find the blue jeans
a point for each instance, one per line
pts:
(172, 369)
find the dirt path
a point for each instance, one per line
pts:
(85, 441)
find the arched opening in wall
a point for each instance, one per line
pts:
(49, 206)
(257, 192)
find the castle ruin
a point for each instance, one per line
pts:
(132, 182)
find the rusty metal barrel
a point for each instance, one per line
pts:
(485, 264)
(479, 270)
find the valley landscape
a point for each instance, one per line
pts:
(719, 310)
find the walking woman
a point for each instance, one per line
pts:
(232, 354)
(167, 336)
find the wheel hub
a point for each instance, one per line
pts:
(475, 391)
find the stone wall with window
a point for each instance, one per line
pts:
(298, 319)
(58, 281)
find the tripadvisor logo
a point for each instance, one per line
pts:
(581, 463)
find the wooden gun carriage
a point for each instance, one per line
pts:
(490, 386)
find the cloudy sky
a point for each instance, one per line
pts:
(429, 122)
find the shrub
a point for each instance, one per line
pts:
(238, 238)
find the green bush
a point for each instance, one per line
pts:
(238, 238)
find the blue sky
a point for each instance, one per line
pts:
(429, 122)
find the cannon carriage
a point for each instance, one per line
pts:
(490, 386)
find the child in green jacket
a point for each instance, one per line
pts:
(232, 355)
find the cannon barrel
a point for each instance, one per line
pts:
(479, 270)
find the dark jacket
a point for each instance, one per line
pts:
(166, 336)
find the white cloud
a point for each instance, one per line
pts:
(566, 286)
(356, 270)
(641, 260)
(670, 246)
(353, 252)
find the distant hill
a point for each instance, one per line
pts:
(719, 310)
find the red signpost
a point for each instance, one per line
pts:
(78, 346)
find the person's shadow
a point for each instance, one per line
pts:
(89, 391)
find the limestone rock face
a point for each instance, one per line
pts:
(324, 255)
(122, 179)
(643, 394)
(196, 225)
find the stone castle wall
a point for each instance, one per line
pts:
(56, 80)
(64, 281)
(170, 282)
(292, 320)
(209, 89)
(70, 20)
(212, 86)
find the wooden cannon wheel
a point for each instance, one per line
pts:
________________
DESCRIPTION OF THE TASK - Would you reproduce the whole listing exactly as it stands?

REPLY -
find the blue jeans
a point for each instance, one per line
pts:
(172, 369)
find the dirt path
a point for each instance, one per line
pts:
(85, 441)
find the arched opening in wall
a point for each instance, one per line
pts:
(49, 206)
(257, 192)
find the castle ruin
a point for each instance, one per line
pts:
(132, 182)
find the rusty metal barrel
a point for each instance, one per line
pts:
(485, 264)
(479, 270)
find the valley landscape
a point for each instance, one per line
pts:
(719, 310)
find the walking woman
a point for each instance, one per line
pts:
(232, 354)
(167, 336)
find the wheel hub
a point for each instance, one per line
pts:
(475, 391)
find the stone wall with window
a point for each instance, one per line
pts:
(298, 319)
(58, 281)
find the tripadvisor logo
a point for each instance, one per line
pts:
(581, 463)
find the wooden gun carriage
a point for each instance, one per line
pts:
(490, 386)
find the cloudy sky
a point for each instance, one per line
pts:
(429, 122)
find the shrub
a point for each instance, one per line
pts:
(238, 238)
find the green bush
a point for each instance, one per line
pts:
(238, 238)
find the blue sky
a point for each instance, one per line
pts:
(429, 122)
find the cannon carriage
a point for each instance, one per line
pts:
(490, 386)
find the child in green jacket
a point for each instance, one per line
pts:
(232, 355)
find the cannon barrel
a point for each instance, one per line
pts:
(479, 270)
find the dark jacket
a point for each instance, one per line
pts:
(166, 336)
find the white cloud
a point for each instance, one per line
pts:
(566, 286)
(356, 270)
(641, 260)
(670, 246)
(353, 252)
find the distant hill
a point for each instance, one per line
pts:
(719, 310)
find the red signpost
a point for each instance, one per line
pts:
(78, 346)
find the person's shadow
a point for each instance, one per line
pts:
(89, 391)
find the limestone rock face
a point for each instance, one per line
pts:
(324, 255)
(122, 179)
(643, 394)
(196, 225)
find the stone castle wall
a point for each instance, one per line
pts:
(56, 80)
(64, 281)
(170, 282)
(292, 320)
(209, 89)
(70, 20)
(212, 86)
find the wooden cannon wheel
a point for each instance, one per line
pts:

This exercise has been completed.